Exercise prompt - Can you render the items as a two-column CSV with columns "prompt" and "points"? Start at the item containing "Would you mind annotating the black camera" and continue through the last item, giving one row per item with its text and its answer each in a single quoted field and line breaks replaced by spaces.

Dataset records -
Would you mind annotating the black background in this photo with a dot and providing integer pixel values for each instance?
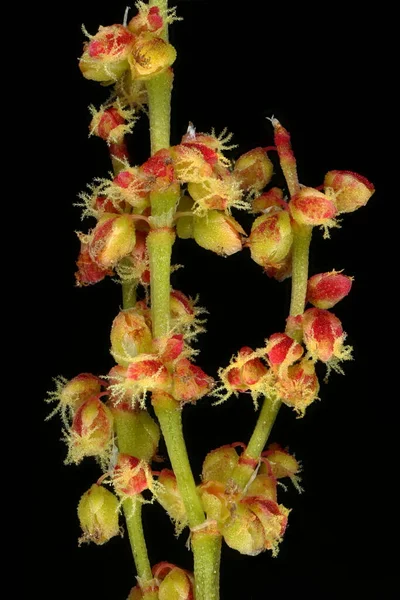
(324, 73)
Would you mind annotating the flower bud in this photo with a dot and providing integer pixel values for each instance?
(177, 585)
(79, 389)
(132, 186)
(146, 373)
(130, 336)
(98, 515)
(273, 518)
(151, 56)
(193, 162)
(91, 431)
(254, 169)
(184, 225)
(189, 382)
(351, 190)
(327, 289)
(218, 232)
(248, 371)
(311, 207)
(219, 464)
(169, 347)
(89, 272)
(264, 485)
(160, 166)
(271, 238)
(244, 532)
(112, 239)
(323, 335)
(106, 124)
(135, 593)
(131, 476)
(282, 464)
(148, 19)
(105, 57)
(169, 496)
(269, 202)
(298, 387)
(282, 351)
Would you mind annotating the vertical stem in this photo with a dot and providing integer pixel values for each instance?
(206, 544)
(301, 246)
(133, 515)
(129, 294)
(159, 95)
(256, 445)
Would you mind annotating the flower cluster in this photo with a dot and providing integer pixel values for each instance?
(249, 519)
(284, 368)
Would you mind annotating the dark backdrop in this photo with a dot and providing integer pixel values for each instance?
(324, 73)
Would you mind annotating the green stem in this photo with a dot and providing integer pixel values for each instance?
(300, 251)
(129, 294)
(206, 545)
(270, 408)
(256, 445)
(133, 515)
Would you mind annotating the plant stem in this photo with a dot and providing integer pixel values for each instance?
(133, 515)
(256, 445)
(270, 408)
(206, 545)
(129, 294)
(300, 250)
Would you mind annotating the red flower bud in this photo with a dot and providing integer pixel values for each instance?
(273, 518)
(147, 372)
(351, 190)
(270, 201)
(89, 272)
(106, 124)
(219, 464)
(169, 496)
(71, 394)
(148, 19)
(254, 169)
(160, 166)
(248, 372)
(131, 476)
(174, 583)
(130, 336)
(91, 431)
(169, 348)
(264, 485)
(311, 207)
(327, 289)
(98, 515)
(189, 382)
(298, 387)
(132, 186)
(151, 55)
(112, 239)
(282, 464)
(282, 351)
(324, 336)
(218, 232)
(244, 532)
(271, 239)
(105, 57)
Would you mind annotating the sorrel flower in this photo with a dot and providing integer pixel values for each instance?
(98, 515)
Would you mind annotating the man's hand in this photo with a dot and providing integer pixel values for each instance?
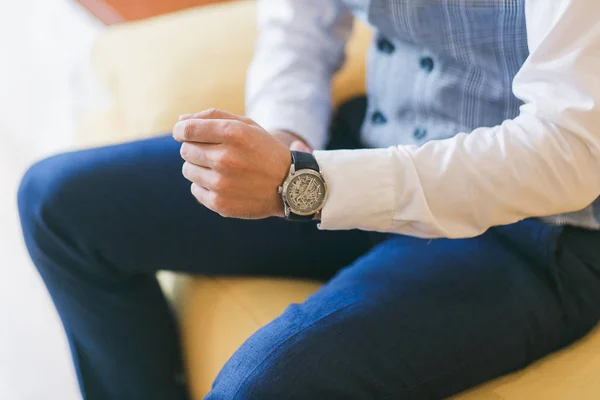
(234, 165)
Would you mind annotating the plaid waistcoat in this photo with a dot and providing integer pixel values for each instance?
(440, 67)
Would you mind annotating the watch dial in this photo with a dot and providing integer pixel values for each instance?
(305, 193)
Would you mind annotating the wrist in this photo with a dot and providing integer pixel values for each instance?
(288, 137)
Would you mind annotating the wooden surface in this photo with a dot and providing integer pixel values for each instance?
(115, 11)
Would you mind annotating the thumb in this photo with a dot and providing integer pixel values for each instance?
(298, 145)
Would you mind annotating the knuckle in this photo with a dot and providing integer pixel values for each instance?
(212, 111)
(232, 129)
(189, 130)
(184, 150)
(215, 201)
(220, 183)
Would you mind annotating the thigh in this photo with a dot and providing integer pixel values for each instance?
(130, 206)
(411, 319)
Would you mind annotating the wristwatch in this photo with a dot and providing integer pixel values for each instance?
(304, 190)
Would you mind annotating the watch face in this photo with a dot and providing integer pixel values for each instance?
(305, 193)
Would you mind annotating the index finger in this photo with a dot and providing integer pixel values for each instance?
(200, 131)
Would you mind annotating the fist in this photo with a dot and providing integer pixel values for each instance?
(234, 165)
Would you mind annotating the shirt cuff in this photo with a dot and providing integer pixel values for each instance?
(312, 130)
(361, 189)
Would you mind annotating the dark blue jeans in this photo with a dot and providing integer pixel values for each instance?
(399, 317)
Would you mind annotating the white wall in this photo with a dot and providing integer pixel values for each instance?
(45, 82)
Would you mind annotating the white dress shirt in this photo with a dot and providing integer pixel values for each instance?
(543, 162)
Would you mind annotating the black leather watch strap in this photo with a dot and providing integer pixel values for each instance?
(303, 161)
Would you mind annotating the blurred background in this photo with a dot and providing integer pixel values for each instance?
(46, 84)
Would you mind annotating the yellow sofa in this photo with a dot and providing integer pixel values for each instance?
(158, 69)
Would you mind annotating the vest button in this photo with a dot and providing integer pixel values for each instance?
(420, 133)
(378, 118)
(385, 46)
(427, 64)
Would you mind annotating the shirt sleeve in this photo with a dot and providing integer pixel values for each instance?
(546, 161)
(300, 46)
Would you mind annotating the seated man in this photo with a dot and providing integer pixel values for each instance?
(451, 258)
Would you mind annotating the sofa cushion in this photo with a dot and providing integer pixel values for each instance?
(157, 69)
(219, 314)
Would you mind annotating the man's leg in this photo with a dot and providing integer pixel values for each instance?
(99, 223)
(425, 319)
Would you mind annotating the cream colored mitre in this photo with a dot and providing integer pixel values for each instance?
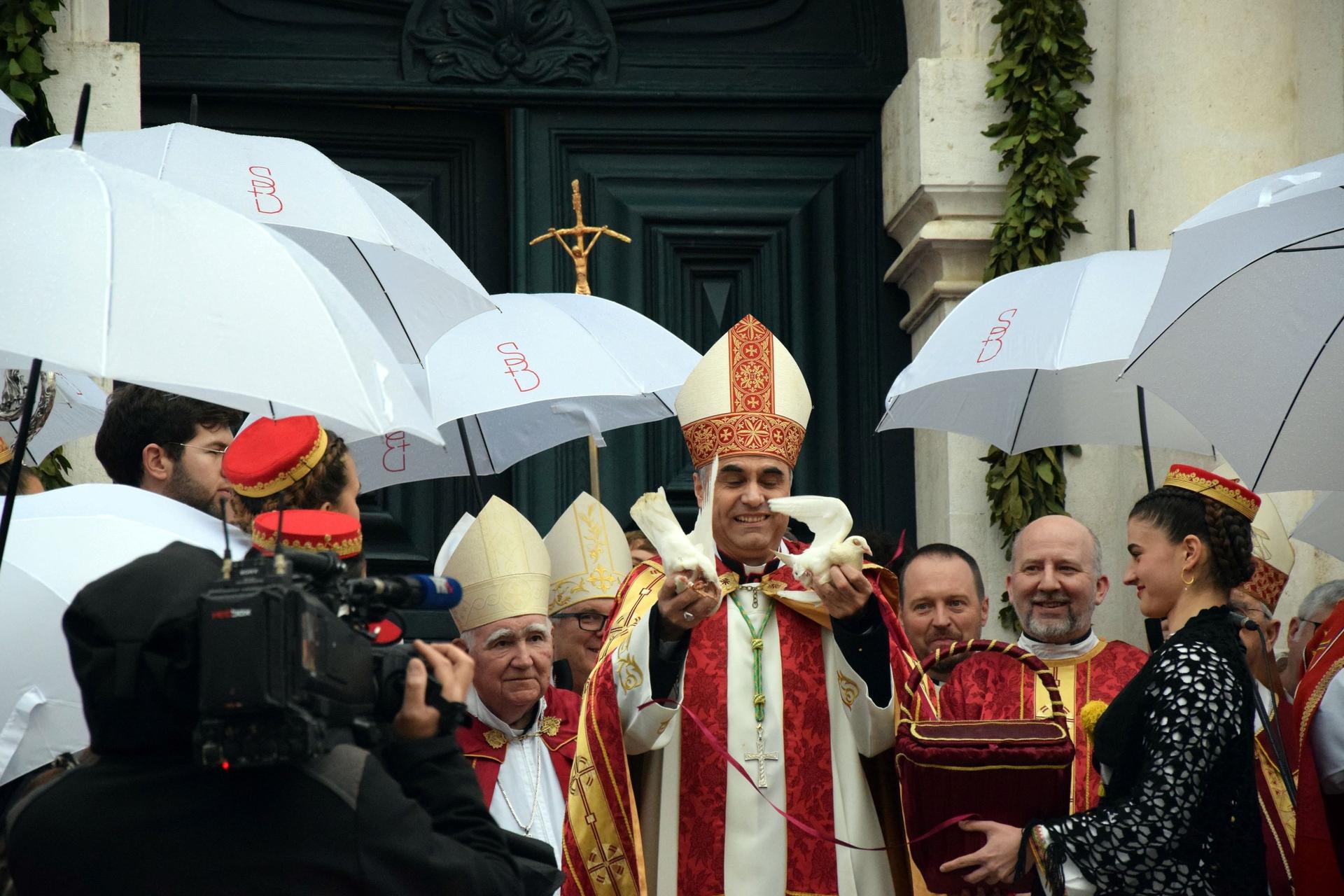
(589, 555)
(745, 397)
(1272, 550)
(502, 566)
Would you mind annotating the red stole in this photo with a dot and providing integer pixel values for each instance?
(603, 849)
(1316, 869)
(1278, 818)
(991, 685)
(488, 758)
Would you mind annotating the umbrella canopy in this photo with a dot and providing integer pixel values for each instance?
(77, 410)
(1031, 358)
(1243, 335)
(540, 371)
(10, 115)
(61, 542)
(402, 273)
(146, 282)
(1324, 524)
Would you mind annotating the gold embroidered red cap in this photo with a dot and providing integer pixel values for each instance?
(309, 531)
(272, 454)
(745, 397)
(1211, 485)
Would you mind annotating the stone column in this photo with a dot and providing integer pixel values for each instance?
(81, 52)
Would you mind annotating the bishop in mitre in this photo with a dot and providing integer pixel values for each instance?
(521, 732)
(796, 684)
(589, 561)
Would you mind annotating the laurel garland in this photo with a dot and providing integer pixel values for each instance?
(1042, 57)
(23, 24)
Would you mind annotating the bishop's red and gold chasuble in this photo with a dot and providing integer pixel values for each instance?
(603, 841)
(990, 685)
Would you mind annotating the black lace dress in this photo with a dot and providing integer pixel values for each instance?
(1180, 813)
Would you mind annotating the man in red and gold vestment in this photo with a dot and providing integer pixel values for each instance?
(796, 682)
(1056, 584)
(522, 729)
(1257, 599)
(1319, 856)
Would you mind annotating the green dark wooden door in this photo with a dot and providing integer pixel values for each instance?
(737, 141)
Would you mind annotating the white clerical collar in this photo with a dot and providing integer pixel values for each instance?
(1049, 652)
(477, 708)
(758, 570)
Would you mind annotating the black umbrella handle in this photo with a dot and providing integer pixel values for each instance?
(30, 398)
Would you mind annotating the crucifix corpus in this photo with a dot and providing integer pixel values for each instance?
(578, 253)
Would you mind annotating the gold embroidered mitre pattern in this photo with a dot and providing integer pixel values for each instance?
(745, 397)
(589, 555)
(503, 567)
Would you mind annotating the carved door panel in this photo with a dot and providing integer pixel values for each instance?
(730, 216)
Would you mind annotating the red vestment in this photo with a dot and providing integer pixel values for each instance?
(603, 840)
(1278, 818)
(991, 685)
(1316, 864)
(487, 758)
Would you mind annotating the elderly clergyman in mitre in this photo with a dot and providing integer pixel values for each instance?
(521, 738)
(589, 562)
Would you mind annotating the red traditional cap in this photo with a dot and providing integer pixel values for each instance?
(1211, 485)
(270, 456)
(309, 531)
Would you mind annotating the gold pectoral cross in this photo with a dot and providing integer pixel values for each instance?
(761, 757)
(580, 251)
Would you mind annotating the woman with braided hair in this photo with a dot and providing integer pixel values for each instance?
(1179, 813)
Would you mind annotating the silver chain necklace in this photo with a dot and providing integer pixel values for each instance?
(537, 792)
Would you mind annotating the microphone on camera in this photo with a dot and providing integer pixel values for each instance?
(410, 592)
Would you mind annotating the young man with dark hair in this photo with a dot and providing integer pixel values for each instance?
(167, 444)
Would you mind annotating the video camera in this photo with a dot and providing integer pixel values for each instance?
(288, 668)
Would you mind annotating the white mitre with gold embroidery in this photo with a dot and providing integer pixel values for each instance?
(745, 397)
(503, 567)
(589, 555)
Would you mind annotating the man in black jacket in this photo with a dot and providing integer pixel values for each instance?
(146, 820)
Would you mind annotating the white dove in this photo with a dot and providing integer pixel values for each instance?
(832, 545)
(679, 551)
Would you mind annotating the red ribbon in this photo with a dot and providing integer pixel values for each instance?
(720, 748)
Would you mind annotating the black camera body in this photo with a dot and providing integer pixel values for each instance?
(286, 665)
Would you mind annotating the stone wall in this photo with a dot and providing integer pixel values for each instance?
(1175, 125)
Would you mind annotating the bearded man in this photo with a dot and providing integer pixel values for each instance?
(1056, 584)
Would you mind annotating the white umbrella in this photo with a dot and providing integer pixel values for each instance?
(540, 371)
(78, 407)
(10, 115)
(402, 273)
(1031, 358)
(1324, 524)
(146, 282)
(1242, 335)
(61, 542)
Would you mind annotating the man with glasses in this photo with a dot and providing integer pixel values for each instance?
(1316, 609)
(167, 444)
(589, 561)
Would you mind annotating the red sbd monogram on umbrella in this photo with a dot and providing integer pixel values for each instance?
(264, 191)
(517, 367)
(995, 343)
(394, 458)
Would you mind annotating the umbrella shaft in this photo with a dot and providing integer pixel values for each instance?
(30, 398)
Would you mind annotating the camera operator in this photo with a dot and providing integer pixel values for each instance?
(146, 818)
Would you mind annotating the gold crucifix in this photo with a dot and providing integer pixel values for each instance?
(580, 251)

Finished answer -
prompt,points
"Would you mind annotating the black camera body in this photo with a dot and providing integer pixel values for each instance?","(286, 665)"
"Would you mind annotating the stone wall in this photo with a dot and providing integer pixel values for each instance?","(1175, 125)"
"Would you mind annotating the bearded man in this photo with a dot and providing integer pixel values for each instance?","(1056, 584)"
"Would you mind annotating the white umbrella in this photo with a dot and providing integer pixel values for each instance?","(540, 371) (78, 407) (10, 115) (402, 273) (1031, 358) (1324, 524) (146, 282) (1242, 335) (61, 542)"
"Would you mind annotating the man with glasses in this photo with a dot and providing integer pixel values for each instance?","(1316, 609) (167, 444) (589, 561)"
"Would you mind annotating the red sbd monogram on umbrella in this photo with a dot and providing integer pixel values for each instance?","(264, 191) (517, 367) (995, 343) (394, 458)"
"Would you mind annotating the umbrella shaft in this photo with a dot and providing integer pixel values for each instance?","(30, 398)"
"Would you mind annotating the camera operator in this photo with a dot and providing integer pixel values for each instance?","(146, 818)"
"Would you mind annotating the gold crucifix in this photo with a dot and providing integer pixel values for each instance?","(580, 251)"